**Task to complete:** Copy out the rows word for word, beginning at the line containing "reads [[382, 713]]." and continuing through the line containing "[[678, 1049], [366, 73]]".

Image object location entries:
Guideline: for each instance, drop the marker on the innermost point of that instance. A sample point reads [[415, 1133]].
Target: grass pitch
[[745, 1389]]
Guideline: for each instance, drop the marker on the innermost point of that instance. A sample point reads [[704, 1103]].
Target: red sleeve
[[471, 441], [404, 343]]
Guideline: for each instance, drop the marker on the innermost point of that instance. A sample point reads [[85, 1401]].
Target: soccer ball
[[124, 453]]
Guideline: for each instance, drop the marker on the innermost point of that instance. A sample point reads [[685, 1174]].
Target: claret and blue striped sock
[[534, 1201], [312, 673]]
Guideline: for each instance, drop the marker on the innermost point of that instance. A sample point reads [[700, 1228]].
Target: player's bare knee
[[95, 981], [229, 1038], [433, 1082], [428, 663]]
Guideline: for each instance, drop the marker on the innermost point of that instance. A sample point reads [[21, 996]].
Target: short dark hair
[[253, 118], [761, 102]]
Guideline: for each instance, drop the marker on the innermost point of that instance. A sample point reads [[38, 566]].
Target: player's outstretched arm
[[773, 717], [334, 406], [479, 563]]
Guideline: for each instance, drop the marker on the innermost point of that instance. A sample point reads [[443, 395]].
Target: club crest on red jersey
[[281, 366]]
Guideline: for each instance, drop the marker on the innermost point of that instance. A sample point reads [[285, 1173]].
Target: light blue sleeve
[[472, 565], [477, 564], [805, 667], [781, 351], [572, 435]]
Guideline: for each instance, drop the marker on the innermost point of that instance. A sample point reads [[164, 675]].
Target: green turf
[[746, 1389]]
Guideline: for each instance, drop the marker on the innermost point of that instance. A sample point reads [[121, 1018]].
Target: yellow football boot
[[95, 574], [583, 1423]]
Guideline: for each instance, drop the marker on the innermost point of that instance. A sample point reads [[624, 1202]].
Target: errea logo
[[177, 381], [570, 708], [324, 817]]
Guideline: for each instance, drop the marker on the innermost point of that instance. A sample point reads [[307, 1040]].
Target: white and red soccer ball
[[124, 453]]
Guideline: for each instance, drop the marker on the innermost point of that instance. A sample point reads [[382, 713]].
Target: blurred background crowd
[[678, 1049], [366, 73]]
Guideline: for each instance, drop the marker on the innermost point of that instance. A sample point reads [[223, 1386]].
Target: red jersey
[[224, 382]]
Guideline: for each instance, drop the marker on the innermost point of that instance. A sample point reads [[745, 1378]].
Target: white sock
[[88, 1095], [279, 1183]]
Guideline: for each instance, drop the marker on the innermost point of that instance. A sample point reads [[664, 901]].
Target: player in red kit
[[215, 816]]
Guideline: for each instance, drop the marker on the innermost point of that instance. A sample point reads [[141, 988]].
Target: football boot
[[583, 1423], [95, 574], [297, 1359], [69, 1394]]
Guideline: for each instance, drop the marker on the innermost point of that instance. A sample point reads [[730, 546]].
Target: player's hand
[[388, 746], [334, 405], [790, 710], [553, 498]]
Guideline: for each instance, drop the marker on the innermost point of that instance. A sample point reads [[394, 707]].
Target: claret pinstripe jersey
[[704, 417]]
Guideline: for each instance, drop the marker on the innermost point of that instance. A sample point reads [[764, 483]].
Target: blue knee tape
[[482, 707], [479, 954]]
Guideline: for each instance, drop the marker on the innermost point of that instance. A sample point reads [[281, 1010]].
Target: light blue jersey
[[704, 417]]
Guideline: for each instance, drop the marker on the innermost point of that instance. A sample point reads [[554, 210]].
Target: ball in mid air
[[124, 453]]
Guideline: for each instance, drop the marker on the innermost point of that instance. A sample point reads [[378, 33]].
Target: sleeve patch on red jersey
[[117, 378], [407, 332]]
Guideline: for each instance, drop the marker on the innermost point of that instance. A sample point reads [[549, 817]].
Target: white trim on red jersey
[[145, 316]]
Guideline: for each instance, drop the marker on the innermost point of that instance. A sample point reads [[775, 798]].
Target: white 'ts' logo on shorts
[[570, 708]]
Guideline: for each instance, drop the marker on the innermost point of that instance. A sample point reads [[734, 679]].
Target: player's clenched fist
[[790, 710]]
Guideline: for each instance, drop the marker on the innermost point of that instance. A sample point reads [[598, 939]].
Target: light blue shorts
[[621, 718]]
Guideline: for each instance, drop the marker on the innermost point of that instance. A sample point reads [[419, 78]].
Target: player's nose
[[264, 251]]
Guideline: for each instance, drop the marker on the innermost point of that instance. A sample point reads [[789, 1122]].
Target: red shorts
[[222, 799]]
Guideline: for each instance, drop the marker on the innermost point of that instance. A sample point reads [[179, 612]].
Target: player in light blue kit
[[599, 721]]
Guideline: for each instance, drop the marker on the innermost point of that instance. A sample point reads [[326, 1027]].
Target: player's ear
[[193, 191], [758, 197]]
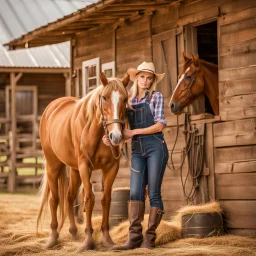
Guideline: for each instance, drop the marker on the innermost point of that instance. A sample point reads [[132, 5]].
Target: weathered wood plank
[[197, 6], [234, 154], [236, 167], [241, 101], [237, 113], [240, 60], [237, 87], [247, 23], [234, 127], [205, 14], [243, 35], [235, 139], [237, 16], [236, 6], [209, 161], [242, 232], [237, 73], [236, 192]]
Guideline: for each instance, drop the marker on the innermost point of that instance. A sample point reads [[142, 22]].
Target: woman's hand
[[106, 141], [127, 133]]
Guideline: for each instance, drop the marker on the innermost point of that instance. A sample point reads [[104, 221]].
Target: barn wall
[[49, 87]]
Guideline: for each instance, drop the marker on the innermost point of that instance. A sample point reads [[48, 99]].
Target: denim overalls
[[149, 157]]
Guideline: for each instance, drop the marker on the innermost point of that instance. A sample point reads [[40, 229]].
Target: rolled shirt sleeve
[[158, 105]]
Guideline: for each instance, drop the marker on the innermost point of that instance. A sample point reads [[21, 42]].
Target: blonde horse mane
[[114, 84]]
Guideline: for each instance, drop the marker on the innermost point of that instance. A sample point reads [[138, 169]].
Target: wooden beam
[[67, 84], [34, 70], [12, 170]]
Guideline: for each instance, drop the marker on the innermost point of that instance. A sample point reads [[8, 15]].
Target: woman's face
[[145, 80]]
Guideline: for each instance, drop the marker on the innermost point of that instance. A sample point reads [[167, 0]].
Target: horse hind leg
[[56, 175], [74, 185]]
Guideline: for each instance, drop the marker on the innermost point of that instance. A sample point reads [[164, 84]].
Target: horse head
[[112, 106], [190, 85]]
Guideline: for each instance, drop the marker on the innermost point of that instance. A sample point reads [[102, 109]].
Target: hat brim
[[132, 72]]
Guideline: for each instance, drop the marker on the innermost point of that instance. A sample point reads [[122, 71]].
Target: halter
[[107, 122], [189, 87]]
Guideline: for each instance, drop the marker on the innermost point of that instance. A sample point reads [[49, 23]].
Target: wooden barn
[[37, 76], [113, 35]]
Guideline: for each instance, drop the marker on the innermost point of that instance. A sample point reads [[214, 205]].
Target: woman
[[149, 154]]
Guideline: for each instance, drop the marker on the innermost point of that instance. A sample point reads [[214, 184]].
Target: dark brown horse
[[71, 132], [197, 77]]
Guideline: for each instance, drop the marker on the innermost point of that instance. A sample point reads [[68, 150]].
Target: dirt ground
[[18, 215]]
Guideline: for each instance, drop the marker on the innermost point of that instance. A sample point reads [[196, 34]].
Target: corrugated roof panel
[[51, 12], [12, 24], [22, 16], [20, 58], [50, 56]]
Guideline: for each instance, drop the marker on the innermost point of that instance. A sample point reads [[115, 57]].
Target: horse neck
[[211, 88], [93, 130]]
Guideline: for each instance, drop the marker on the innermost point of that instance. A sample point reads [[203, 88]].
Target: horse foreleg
[[108, 177], [85, 174], [52, 176], [74, 184]]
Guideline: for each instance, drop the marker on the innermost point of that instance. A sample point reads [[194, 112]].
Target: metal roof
[[49, 56], [99, 14], [18, 17]]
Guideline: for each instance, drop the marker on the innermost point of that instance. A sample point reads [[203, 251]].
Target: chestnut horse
[[197, 77], [71, 132]]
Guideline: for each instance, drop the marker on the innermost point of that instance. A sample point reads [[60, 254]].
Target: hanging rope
[[194, 151]]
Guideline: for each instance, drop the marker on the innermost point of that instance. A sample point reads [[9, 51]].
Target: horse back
[[56, 133]]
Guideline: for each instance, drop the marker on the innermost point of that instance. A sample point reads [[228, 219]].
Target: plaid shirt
[[156, 105]]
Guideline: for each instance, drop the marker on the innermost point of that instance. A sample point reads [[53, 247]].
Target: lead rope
[[194, 151]]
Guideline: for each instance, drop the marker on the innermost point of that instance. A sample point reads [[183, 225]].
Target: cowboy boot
[[136, 216], [155, 216]]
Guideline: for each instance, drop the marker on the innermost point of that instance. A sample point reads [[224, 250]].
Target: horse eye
[[104, 98]]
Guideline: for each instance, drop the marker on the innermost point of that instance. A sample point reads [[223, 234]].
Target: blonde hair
[[134, 89]]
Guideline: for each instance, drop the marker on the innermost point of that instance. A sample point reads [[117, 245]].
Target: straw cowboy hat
[[146, 67]]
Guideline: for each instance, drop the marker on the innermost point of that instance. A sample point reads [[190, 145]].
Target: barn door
[[235, 186], [187, 43], [165, 60]]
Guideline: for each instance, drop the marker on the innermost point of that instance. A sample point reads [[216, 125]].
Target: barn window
[[109, 69], [91, 75]]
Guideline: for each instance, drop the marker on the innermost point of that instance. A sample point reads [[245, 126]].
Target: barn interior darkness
[[208, 49]]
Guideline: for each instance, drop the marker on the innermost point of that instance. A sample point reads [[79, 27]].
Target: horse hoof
[[108, 243], [86, 247]]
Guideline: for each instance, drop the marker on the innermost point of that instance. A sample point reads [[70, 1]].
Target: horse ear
[[195, 60], [126, 80], [103, 79], [185, 58]]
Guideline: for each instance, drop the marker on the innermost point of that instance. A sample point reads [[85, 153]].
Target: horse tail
[[44, 191]]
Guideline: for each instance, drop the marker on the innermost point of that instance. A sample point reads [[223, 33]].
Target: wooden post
[[12, 169], [67, 84]]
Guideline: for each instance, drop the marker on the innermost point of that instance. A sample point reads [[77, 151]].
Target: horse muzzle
[[175, 107], [115, 138]]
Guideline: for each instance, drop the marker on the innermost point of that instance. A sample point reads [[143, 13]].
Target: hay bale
[[210, 207]]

**The completed task:**
Guideline: for each instance, drop the marker on the innermost point of that instance. A sample point reads [[382, 713]].
Target: blurred background crowd
[[678, 1049], [366, 73]]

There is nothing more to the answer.